▸ **PROBLEM REQUIREMENTS**
From the entries below, pick out each line that contains the word "bumper" and copy those lines.

-=-=-

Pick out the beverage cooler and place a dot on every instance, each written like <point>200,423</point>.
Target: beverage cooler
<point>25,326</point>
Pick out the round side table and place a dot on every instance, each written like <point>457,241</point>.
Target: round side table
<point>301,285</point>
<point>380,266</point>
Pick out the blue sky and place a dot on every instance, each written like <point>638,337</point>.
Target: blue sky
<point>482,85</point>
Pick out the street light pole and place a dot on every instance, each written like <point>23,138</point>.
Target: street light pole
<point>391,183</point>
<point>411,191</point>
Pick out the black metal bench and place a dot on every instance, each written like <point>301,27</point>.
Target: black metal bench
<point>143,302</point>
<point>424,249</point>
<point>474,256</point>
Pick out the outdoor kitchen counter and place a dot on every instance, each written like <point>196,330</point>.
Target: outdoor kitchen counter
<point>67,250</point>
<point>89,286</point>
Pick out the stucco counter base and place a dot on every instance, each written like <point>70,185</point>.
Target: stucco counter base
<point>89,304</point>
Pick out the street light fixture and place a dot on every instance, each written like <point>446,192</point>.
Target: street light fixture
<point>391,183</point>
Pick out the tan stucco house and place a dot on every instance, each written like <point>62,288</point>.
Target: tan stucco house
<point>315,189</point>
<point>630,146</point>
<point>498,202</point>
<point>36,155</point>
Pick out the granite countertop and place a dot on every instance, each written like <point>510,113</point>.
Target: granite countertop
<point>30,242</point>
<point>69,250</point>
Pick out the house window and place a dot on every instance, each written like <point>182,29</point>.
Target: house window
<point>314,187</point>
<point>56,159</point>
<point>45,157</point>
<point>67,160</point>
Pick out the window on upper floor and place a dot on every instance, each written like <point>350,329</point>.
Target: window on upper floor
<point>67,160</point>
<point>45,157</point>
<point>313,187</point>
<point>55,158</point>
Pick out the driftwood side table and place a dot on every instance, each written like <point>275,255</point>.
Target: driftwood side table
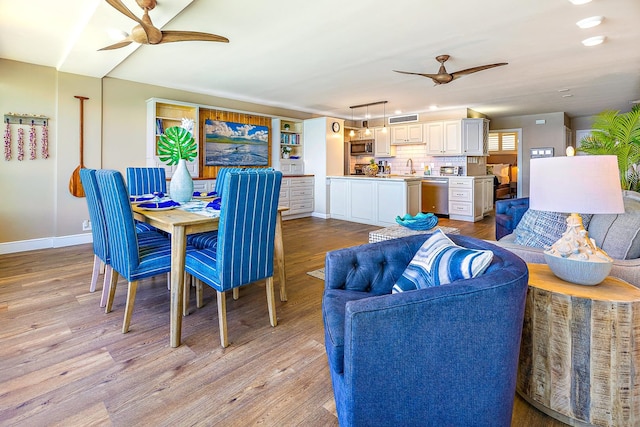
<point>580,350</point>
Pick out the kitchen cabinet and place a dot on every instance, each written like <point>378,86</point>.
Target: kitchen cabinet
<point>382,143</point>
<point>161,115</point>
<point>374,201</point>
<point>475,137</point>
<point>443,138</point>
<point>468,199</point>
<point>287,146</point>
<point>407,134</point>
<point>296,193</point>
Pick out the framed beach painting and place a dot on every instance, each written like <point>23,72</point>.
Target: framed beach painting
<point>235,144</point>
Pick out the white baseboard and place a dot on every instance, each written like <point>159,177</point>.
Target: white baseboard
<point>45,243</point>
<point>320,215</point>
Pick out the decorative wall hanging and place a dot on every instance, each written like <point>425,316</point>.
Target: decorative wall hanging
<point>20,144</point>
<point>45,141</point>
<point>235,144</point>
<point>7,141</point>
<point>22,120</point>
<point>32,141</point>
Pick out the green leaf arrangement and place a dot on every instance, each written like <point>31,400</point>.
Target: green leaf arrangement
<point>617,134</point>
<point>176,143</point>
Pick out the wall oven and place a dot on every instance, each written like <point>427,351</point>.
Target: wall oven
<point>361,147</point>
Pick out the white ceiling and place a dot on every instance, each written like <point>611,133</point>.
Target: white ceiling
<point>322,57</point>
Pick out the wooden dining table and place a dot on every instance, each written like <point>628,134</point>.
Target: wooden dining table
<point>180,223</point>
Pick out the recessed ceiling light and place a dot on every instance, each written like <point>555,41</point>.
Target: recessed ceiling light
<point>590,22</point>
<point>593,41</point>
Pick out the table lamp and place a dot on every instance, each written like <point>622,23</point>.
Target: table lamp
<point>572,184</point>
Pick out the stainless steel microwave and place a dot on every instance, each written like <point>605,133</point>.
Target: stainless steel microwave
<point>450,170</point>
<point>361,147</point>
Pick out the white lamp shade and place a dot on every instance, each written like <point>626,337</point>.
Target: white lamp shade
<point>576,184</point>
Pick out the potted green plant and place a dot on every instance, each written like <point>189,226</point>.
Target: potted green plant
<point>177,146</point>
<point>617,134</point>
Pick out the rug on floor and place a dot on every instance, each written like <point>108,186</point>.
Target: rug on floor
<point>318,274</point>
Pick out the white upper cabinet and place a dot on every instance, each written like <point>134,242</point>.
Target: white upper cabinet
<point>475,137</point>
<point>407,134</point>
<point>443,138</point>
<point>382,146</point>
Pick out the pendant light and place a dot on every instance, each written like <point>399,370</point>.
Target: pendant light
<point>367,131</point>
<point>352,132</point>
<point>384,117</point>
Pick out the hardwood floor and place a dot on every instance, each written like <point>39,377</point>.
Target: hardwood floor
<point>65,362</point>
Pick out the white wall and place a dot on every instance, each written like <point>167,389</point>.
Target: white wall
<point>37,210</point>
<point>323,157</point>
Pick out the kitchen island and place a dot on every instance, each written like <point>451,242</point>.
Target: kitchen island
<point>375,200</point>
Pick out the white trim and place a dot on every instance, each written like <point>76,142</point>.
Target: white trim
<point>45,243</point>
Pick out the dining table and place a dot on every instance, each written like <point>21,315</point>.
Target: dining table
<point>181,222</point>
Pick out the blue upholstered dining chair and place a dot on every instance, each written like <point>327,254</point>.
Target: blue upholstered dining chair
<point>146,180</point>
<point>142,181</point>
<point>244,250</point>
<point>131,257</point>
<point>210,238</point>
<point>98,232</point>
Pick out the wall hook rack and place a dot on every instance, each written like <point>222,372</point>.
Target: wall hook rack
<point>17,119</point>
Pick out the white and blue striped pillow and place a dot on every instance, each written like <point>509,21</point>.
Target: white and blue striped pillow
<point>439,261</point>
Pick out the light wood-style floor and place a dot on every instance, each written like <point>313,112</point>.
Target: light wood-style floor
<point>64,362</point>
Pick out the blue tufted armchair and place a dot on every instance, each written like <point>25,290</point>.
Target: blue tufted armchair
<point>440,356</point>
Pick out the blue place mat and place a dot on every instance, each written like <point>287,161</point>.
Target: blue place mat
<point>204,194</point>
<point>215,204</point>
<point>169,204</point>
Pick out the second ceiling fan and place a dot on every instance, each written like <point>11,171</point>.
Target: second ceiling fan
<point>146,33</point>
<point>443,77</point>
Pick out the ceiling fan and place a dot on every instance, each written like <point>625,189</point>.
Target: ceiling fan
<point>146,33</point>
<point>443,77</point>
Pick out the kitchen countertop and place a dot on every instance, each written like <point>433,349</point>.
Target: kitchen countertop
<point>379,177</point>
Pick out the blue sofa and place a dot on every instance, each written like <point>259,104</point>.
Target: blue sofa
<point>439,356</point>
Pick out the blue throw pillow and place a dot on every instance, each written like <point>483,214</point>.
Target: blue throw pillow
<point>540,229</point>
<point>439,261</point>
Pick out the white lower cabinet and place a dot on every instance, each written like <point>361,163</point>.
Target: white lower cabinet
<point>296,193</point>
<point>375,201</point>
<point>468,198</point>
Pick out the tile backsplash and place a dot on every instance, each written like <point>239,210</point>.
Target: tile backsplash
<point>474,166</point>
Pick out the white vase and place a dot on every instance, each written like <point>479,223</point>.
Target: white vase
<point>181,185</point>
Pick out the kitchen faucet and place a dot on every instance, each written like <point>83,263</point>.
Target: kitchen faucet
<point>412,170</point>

-=-=-

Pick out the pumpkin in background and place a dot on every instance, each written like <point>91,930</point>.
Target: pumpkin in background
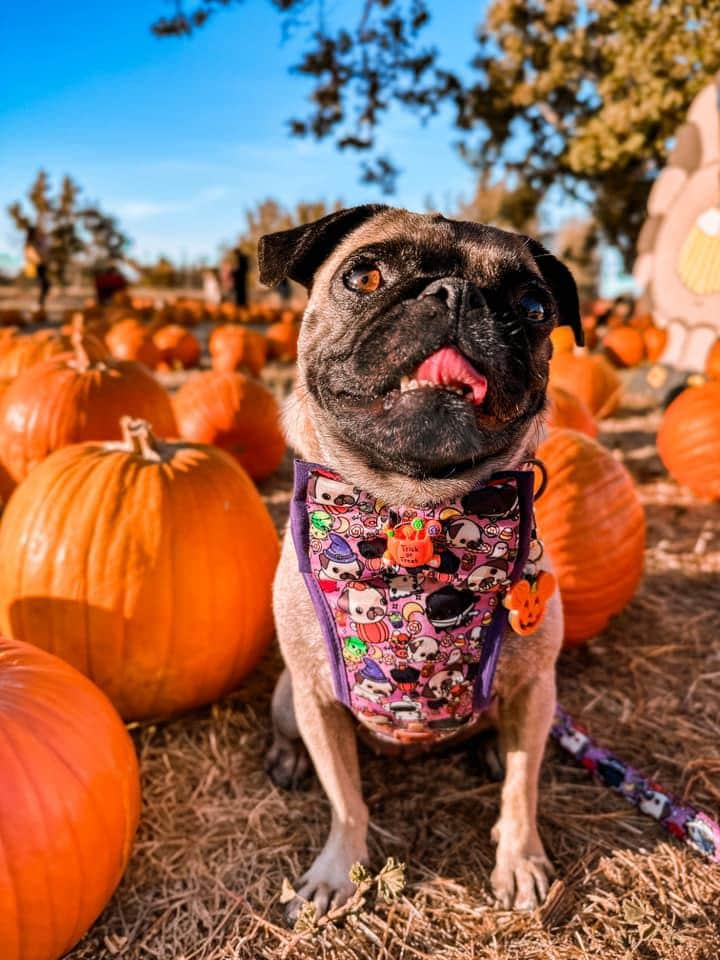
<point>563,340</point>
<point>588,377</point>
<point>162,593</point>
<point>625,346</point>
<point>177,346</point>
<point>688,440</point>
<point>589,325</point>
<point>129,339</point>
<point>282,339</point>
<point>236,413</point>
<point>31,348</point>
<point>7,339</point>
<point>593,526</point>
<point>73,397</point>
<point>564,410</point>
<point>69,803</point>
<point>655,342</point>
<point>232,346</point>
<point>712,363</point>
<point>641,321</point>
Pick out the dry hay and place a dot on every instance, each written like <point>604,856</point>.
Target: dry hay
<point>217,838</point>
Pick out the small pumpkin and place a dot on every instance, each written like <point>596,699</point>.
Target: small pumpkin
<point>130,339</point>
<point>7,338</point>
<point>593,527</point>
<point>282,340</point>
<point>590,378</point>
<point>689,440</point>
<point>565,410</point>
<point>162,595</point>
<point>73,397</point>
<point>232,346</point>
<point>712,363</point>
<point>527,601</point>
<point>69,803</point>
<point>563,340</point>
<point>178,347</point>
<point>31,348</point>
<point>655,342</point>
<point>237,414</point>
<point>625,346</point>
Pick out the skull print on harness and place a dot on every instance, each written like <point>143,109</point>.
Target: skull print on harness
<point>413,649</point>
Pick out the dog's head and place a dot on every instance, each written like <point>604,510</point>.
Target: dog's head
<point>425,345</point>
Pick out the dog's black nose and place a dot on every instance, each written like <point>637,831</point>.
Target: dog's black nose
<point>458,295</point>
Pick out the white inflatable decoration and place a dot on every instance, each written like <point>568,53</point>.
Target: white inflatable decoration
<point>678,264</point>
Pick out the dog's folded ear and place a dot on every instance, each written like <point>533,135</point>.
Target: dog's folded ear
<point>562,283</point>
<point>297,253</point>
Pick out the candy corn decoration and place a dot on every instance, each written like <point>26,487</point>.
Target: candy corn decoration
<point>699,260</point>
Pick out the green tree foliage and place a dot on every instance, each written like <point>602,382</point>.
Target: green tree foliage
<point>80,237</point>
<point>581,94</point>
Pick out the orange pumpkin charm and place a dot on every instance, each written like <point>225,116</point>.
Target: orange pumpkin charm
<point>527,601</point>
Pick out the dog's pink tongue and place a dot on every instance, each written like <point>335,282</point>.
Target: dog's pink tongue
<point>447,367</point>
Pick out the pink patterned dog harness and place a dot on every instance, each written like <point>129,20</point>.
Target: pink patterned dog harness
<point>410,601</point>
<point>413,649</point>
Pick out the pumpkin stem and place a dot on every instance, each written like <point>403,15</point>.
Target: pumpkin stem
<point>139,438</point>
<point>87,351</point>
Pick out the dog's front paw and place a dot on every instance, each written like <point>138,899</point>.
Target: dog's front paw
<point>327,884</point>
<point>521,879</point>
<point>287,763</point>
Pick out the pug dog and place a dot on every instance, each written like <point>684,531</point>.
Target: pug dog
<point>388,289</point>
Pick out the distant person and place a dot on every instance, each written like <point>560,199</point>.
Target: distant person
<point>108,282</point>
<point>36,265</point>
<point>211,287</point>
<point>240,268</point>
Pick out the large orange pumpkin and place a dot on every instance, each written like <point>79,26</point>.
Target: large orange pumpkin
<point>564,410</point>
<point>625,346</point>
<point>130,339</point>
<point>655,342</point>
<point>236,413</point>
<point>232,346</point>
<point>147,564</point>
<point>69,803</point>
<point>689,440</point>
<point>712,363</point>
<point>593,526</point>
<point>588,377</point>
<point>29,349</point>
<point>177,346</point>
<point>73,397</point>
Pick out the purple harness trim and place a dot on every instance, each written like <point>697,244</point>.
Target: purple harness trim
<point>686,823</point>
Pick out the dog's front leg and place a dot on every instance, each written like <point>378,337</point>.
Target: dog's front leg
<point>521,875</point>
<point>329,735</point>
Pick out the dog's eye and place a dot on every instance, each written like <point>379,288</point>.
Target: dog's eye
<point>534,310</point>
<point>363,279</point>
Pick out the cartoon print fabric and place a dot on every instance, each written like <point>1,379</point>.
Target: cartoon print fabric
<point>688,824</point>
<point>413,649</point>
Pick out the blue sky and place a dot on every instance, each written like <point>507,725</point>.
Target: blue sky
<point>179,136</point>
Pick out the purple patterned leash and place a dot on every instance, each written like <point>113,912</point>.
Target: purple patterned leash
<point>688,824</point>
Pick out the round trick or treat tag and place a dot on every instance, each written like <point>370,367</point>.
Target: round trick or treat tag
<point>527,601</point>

-=-=-

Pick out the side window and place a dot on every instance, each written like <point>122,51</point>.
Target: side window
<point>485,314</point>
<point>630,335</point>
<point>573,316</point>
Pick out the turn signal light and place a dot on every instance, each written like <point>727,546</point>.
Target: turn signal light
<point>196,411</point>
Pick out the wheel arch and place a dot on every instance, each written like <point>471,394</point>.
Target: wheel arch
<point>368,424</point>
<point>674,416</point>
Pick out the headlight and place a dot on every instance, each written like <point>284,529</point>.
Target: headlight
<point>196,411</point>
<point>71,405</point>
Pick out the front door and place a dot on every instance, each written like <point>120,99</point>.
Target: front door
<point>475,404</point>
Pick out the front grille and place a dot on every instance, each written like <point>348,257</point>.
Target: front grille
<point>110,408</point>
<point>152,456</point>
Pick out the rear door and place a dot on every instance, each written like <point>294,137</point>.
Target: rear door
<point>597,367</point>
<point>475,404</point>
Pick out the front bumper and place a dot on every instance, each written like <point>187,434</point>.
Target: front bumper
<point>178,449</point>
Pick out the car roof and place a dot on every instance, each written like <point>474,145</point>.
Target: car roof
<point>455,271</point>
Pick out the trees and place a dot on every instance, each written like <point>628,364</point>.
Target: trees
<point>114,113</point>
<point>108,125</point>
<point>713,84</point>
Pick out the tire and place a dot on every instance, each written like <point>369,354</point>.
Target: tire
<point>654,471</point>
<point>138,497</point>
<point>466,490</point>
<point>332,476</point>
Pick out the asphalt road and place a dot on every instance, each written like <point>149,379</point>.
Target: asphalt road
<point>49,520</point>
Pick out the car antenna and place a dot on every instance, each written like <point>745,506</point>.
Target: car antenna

-=-=-

▸ **IN RESPONSE**
Pick out the front bumper and place a dot on every instance, each written like <point>187,434</point>.
Target: front bumper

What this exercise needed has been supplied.